AIM OF THE EXERCISE:
Reproduce word for word the part of the article on Medicaid trusts below, starting at "If a Medicaid" and ending at "basis on death.".

PASSAGE TO READ:
Do you know someone who is in a nursing home? It is one of those situations where we feel “It could never happen to me.” But studies show that approximately two (2) out of every five (5) people reaching age 65 will need some type of long-term care.
Are you one of the many people who would prefer to stay at home no matter what the cost? Without proper planning, the lack of available services and the staggering price-tag may leave you with few alternatives.
The Medicaid Asset Protection Trust
One currently-effective planning technique is to transfer assets into a ‘Medicaid’ trust. In a Medicaid trust, the trust maker retains the right to all of the trust income for life while irrevocably giving up the right to receive or benefit from any of the trust principal.
A Medicaid trust can allow the trustee to distribute principal during the trust maker’s lifetime for the benefit of the trust maker’s spouse, children, or other designated beneficiaries, just not to or for the benefit of the trust maker. Many trust makers choose to maintain the right (called a Special Power of Appointment) to change the current or ultimate beneficiaries of the Medicaid trust by ‘reappointing’ the assets to different family members at a later date.
If a Medicaid trust is not desired, it is still possible to make ‘outright’ gifts of property, wait until the look-back period expires, and then apply for Medicaid or use other planning techniques to qualify for Medicaid at the earliest possible date. This is not the best strategy for low cost basis assets, which would otherwise receive a step-up in basis on death.

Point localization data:

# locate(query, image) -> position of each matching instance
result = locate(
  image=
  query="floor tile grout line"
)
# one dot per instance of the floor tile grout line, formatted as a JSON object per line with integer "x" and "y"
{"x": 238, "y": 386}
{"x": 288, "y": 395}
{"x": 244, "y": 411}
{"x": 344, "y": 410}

OUTPUT OF THE TASK:
If a Medicaid trust is not desired, it is still possible to make ‘outright’ gifts of property, wait until the look-back period expires, and then apply for Medicaid or use other planning techniques to qualify for Medicaid at the earliest possible date. This is not the best strategy for low cost basis assets, which would otherwise receive a step-up in basis on death.